→ **Provided material**:
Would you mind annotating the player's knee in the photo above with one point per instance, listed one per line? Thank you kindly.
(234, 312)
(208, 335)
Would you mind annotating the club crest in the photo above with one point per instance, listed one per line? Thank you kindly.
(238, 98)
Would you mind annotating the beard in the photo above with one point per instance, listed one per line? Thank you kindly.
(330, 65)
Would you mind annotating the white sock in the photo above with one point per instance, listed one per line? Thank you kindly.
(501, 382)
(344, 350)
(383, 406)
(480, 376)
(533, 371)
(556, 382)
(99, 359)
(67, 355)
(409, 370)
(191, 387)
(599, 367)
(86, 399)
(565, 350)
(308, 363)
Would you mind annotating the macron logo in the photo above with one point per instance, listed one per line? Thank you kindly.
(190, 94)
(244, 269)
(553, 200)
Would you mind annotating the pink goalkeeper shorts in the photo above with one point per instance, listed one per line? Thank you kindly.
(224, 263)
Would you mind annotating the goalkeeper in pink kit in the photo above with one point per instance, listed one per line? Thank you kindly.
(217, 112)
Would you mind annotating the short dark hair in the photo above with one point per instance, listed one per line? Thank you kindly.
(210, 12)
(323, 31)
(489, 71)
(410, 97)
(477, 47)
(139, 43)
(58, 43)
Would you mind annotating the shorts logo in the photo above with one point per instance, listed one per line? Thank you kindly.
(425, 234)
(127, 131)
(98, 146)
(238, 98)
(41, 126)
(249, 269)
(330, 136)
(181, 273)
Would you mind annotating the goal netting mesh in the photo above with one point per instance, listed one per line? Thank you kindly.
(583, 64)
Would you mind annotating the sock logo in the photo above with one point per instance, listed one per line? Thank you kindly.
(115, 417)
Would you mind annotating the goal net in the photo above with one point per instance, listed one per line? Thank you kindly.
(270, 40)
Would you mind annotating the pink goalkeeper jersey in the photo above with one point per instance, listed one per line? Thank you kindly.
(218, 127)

→ **Work request**: Every entry above must be copied exactly.

→ **Task output**:
Would you mind annotating the player's knee in the photo above with one point per instance, listed one per line? Thank you kindly.
(234, 312)
(208, 335)
Would you mind annotating the club crest in the photo above with one point per instance, listed one per line? Thank you kindly.
(238, 98)
Would you mind annotating the beard in the photo above with one point per instance, listed one per line? Thank you kindly.
(330, 65)
Would you mind annotating the white sock in the photo above with one point per instance, listed one per line? Thank you kindly.
(501, 382)
(344, 350)
(383, 406)
(480, 376)
(533, 371)
(556, 382)
(99, 359)
(67, 355)
(409, 370)
(191, 387)
(599, 367)
(86, 399)
(565, 350)
(308, 363)
Would you mind annotating the macron logo in the photo above with one point per instance, listed one per line? Thank you kindly.
(190, 94)
(244, 269)
(553, 200)
Would you mind annotating the pink goalkeeper shorts in the photo above with one point per instance, listed one per line? Thank you kindly.
(224, 263)
Would you mind annotating the goalkeeper in pink kit in the photo above with one point per instance, listed one per line? Thank you kindly.
(217, 112)
Would you mind annotating the short dark hair in the photo above with one point per instance, listed one per line? Thank you kindly.
(210, 12)
(323, 31)
(489, 71)
(410, 97)
(477, 47)
(139, 43)
(58, 43)
Would you mind annotating the shorts logo in the photo above with one point per instance, listed one per line? Thank you kindly.
(425, 234)
(127, 131)
(98, 146)
(238, 98)
(41, 126)
(249, 269)
(330, 136)
(181, 273)
Would you mind annotating the goal netting mesh in the photo above with one point per instance, listed one per line? Thank you kindly.
(583, 64)
Would you mind annotating the sock logo in the photo above with one point per instance, listed one per line? Thank you kindly.
(115, 417)
Would you mind annotating the goal net in the photo above with one point per instance, listed one per line? Thank you kindly.
(270, 40)
Would you mind annotating the pink goalkeeper jersey in the photo above with one point per instance, listed one per line? Thank you kindly.
(218, 127)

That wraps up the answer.